[GIVEN EXERCISE] Substitute "widest part" for every occurrence of "thickest part" in the records below, and reproduce them with nothing else changed.

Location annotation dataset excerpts
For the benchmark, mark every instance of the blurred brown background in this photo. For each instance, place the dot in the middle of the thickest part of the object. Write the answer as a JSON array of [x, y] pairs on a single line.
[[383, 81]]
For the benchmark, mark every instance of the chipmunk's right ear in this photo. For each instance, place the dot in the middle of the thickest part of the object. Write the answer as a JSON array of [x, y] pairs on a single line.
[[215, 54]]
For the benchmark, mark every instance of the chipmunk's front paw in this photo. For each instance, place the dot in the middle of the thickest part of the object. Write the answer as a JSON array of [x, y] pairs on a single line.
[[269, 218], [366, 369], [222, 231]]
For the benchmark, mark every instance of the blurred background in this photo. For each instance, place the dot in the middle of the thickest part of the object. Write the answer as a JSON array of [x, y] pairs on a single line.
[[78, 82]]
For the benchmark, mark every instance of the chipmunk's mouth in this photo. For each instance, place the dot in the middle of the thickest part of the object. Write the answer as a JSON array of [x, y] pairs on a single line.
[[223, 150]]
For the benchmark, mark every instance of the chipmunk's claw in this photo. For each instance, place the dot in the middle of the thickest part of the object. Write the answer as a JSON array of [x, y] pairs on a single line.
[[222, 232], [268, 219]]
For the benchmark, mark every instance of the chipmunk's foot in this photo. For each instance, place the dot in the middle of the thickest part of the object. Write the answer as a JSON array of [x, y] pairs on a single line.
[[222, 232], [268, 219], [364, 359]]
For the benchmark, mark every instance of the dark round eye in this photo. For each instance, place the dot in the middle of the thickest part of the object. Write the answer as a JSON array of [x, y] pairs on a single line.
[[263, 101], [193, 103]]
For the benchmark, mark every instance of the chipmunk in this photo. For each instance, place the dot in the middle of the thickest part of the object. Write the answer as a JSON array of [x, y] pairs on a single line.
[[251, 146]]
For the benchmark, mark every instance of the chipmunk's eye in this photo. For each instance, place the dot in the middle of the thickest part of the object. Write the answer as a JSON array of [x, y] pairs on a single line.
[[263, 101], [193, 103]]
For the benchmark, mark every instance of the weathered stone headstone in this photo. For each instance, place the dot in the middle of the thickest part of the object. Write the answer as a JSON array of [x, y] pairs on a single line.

[WRITTEN ANSWER]
For the benchmark, mark every instance of the blurred brown background in this photo. For each instance, place the dot in the middle of the widest part of the object. Write the answer as a JSON array of [x, y] pairs on a single line.
[[383, 81]]
For the benchmark, mark every instance of the chipmunk's right ear in this photo. For each instance, place the dot in the middle of the widest part of the object. Write the answer as a JSON array of [x, y] pairs on a single line.
[[215, 54]]
For the benchmark, mark every instance of the chipmunk's front paw in this photo. For each instance, place the dot in the middle of the widest part of the object. Write the answer as a JSON array of [x, y] pairs on a single line.
[[269, 218], [366, 369], [222, 231]]
For the benchmark, mark every instance of the blurred background in this photo. For each instance, place the dot in the middle of the widest part of the object. Write the answer as a JSON array of [x, y] pairs on a single line.
[[78, 82]]
For the benchmark, mark every instance of the chipmunk's mouth in this photo. For each instance, place the dot in the middle of the widest part of the object. Write the answer as a JSON array of [x, y] pairs on a single line.
[[223, 150]]
For the benchmark, mark every instance of the chipmunk's claw in this photo. For each instance, place the dot in the middle of the widest part of the object. Write the answer as a JSON array of [x, y] pairs on a single line.
[[222, 232], [268, 219]]
For the benchmark, mark every instance of the chipmunk's foot in this photo. For each instance, place the dot in the middle of the widest part of the object. Write the answer as a JSON array of [x, y] pairs on a single line.
[[222, 232], [268, 219], [364, 359]]
For the benchmark, mark every instance of the dark round eye in this photo. For each instance, place the dot in the middle of the widest part of the object. Write the answer as a JSON array of [x, y] pairs on a single line.
[[263, 101], [193, 103]]
For the benchmark, mark every instance of the chipmunk in this photo. For each instance, place the dot in the middle of the widest part of the object. Write the answer as a JSON array of [x, y] pairs on a single line.
[[251, 146]]
For the benchmark, mark every instance of the chipmunk's eye in this photo. For each instance, place the dot in the middle of the widest part of the object. Write the answer as a JSON array of [x, y] pairs on a single line.
[[263, 101], [193, 103]]
For the benchmark, mark every instance of the weathered stone headstone in this photo. For each instance, place the dot in the middle of the widest part of the object. Write the answer as a JSON array of [x, y] pairs on a single line.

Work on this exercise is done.